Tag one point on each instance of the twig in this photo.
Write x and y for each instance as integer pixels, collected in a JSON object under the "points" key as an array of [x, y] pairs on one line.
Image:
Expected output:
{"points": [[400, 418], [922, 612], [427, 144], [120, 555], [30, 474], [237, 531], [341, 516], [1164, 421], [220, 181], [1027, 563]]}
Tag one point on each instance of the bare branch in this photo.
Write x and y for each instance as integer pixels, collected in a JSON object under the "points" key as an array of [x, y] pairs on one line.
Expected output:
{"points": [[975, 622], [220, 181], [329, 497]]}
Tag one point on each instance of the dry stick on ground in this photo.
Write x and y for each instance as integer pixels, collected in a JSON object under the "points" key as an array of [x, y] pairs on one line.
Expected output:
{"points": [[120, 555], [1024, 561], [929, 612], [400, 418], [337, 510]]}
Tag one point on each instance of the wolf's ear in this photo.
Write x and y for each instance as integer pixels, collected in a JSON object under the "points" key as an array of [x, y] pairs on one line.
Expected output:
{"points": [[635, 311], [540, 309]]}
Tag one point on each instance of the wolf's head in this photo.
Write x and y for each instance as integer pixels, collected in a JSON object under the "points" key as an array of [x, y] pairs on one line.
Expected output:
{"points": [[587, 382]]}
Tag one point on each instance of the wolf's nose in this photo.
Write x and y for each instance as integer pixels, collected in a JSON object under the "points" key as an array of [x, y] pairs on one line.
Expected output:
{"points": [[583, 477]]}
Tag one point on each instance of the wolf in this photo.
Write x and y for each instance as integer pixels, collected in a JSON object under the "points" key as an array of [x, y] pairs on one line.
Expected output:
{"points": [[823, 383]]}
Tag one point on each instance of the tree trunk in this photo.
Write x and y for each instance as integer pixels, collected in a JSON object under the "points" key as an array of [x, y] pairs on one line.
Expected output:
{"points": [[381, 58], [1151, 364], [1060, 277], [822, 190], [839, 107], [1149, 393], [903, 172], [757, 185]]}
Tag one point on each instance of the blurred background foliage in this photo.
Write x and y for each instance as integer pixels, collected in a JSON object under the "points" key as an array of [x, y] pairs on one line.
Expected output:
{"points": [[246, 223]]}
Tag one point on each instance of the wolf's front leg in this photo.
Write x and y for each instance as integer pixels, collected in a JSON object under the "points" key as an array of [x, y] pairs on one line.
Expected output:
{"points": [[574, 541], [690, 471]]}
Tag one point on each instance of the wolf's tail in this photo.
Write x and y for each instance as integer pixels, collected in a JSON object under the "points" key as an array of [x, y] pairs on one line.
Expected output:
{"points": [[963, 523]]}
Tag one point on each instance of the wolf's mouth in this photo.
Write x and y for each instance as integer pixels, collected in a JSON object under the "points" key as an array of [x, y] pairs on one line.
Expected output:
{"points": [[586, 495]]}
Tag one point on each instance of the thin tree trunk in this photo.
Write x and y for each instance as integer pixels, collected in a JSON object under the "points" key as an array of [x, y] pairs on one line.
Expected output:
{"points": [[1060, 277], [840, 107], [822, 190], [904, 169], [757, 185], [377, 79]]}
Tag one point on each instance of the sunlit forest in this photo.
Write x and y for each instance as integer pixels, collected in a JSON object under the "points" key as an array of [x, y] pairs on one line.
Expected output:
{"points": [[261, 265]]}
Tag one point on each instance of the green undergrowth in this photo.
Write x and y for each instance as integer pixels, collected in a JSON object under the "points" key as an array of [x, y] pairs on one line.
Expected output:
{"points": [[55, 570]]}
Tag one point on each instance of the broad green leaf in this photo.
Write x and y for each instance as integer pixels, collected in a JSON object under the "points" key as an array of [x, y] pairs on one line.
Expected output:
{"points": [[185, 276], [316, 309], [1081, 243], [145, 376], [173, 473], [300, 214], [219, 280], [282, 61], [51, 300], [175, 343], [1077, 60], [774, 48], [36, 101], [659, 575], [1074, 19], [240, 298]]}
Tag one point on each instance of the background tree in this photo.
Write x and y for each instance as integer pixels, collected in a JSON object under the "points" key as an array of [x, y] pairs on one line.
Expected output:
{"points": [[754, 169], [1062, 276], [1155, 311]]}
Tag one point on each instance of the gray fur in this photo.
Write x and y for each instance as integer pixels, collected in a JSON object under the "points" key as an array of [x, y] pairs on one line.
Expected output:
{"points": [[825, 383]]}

━━━

### WRITTEN INSTRUCTION:
Reproduce word for word every line from the one containing "Tag one point on each instance of the background" through the last line of the rows, including both ends.

### RESULT OF THIS EXERCISE:
Tag one point on each instance of the background tree in this photo.
Write x and y for each instance as integer pixels, collected in a JSON object under the "points" key as an array of [x, y] pairs on one line.
Expected output:
{"points": [[754, 169], [1062, 276], [1155, 311]]}
Tag one point on each instance of the gray fur in this photo.
Write x and y for each instance as integer pixels, collected in a JSON object under the "points" key as an array of [x, y] pairs on one line.
Expected output:
{"points": [[825, 383]]}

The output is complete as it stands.